RECORDS SHOWN:
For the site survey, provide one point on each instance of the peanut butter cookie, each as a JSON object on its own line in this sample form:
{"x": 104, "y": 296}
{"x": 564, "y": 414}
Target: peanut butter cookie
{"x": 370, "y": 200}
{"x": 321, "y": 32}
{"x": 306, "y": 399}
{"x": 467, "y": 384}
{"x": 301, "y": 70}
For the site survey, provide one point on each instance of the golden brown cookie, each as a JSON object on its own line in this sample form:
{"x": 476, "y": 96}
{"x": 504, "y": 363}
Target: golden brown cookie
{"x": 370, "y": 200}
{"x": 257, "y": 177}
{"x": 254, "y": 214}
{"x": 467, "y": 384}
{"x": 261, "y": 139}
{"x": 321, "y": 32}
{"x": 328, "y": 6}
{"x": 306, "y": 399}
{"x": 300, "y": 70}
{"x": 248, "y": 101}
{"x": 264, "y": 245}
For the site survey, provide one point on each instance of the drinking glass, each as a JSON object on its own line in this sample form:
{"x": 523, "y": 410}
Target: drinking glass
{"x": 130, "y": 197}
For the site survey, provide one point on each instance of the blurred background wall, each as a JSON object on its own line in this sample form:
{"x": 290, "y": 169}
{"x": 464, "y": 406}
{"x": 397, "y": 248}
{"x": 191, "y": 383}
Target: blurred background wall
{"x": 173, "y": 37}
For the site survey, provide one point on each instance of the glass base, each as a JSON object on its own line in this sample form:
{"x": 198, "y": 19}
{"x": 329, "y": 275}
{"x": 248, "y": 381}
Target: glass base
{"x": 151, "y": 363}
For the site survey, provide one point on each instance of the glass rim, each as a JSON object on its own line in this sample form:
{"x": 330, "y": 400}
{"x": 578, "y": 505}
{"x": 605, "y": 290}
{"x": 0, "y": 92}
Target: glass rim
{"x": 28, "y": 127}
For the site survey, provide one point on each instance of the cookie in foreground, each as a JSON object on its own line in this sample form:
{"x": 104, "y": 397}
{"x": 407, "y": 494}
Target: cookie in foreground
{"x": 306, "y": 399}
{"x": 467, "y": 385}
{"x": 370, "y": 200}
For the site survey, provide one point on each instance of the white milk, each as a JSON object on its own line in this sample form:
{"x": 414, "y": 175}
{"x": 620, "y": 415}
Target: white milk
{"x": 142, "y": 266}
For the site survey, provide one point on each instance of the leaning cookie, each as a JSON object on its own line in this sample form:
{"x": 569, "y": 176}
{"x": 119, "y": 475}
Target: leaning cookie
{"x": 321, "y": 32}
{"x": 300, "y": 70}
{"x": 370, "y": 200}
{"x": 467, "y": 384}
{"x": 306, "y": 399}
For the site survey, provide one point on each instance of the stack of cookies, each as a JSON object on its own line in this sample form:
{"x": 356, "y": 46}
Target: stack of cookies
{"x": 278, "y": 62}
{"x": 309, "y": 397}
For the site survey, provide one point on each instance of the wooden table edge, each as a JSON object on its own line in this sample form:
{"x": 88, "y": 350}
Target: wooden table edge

INSTRUCTIONS FOR THE TASK: Output exactly one stretch of the listing: from the line containing "Target: leaning cookie" through the line containing "of the stack", both end lines included.

TASK ANSWER:
Target: leaning cookie
{"x": 321, "y": 32}
{"x": 300, "y": 70}
{"x": 370, "y": 200}
{"x": 467, "y": 384}
{"x": 306, "y": 399}
For the site survey, provide one point on each instance of the stack of cookies, each as a JSON object on its own line in this sample form:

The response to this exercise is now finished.